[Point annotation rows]
>> Begin

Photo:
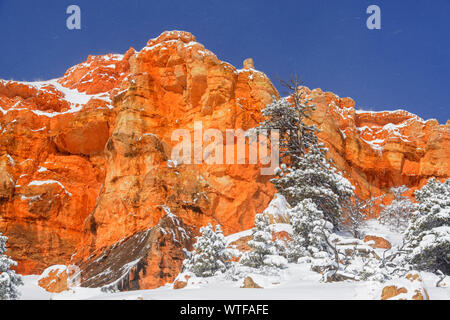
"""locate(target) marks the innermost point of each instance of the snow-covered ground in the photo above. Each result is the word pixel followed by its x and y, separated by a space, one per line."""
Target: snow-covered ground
pixel 295 282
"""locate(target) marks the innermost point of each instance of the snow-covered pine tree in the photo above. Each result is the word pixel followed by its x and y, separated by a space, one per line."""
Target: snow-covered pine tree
pixel 398 213
pixel 308 228
pixel 210 254
pixel 9 280
pixel 264 251
pixel 428 233
pixel 305 173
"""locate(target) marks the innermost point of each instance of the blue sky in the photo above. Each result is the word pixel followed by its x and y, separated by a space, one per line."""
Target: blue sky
pixel 404 65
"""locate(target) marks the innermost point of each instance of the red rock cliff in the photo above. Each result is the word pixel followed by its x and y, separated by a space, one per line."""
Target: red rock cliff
pixel 85 175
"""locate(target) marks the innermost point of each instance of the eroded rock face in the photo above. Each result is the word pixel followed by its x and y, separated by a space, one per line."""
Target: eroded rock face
pixel 85 160
pixel 54 279
pixel 378 150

>> End

EXERCISE DIRECTIONS: Write out every row above word for word, but leave out the pictures.

THE COMPLETED TASK:
Photo:
"""locate(target) marks the innermost point of each instance of the snow-covered ground in the photo above. Each result is the word pixel followed by its x and y, separated by a space, one per line."""
Target: snow-covered ground
pixel 295 282
"""locate(target) marks the innermost point of each instance of the snow-covered pine tree in the photo above. Each result is the word pixel followed by its x and y, separated by a space, one per line."""
Target: snow-covered pine tree
pixel 398 213
pixel 308 228
pixel 210 254
pixel 9 280
pixel 264 251
pixel 428 233
pixel 305 173
"""locate(target) marks the innermost point of each instance of the blue sky in the photo above. Each result is the word pixel followed by its x and y, separated by a space, one per line."""
Target: blue sky
pixel 404 65
"""locate(target) marks the innermost point of each instance of the red rock cliff in the photo above. Each result is the word pixel followed by its x and y, separated by a space, one per line."""
Target: red rock cliff
pixel 85 175
"""locate(target) marks the innermost point of each instance of the eroded rock face in the photo above. Each result is the word pixel followed by its x and y, separated by a space, one per line."""
Target: eroded rock face
pixel 85 160
pixel 54 279
pixel 378 150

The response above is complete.